# To do:
Your answer should consist only of the line with "Query: tree" and the lines after it, reproduced exactly through the end of the entries below.

*** Records for this exercise ***

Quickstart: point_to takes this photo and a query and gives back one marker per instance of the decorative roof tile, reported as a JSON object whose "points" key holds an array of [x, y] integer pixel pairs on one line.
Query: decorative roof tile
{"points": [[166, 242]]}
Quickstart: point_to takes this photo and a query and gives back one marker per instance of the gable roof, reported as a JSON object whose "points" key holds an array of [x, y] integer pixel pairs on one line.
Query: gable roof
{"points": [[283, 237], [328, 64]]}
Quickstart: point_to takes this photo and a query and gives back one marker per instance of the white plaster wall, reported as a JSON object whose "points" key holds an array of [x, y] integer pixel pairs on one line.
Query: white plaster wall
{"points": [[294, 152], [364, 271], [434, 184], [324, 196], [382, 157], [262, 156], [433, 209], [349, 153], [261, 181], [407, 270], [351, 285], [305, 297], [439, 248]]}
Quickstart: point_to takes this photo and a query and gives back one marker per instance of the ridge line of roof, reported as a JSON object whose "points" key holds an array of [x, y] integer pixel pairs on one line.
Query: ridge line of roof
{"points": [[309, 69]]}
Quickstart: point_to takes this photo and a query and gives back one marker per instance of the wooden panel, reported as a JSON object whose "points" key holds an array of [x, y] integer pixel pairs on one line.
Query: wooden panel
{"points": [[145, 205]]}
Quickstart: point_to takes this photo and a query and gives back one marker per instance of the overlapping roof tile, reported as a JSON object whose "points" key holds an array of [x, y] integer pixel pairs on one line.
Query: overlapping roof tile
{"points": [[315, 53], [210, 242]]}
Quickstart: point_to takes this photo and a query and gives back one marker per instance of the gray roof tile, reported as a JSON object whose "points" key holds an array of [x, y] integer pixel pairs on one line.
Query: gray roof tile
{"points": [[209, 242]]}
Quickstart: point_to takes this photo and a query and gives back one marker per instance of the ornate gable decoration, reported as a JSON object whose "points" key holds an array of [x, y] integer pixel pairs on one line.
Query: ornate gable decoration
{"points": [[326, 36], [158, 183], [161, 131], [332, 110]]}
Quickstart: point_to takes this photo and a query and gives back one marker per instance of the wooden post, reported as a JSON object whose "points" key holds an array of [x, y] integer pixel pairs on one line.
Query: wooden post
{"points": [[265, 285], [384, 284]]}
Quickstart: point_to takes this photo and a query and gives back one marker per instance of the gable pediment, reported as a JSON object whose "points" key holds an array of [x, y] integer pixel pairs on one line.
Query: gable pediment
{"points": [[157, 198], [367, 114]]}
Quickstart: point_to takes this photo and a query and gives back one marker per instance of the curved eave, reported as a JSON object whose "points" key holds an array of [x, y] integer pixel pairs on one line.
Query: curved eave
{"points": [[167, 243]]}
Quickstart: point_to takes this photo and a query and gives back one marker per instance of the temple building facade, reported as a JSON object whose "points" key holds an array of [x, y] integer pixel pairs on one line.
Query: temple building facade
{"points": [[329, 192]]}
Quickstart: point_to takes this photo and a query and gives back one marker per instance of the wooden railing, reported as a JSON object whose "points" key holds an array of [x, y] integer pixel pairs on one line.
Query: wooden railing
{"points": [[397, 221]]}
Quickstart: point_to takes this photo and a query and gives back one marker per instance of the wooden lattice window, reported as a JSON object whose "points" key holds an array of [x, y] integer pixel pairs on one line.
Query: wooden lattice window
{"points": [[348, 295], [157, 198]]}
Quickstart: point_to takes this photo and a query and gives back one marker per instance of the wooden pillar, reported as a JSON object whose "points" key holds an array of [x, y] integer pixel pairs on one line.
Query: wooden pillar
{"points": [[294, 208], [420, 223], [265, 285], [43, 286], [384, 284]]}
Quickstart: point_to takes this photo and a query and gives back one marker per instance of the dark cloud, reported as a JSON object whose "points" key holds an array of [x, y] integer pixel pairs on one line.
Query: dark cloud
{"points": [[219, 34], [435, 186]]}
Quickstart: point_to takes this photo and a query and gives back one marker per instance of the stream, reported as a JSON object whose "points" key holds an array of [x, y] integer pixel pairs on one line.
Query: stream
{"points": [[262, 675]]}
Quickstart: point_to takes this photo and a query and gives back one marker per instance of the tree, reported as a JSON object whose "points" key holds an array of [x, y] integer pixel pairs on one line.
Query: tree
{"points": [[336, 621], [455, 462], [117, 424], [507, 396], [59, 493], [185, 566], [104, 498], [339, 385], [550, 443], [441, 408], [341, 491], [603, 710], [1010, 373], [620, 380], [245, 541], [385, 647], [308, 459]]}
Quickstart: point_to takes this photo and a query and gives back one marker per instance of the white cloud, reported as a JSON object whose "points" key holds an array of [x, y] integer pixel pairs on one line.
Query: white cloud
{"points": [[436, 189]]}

***

# Exercise answer:
Query: tree
{"points": [[336, 621], [455, 462], [117, 424], [507, 396], [59, 493], [185, 566], [104, 498], [339, 385], [550, 443], [441, 408], [341, 491], [603, 710], [1010, 373], [620, 380], [245, 541], [385, 647], [308, 459]]}
Quickstart: point_to takes this photo and a query and gives back one marker per instance of the white cloud, reported as a JSON object whose "points" key holds an array of [x, y] integer pixel pairs on one line.
Query: white cloud
{"points": [[436, 189]]}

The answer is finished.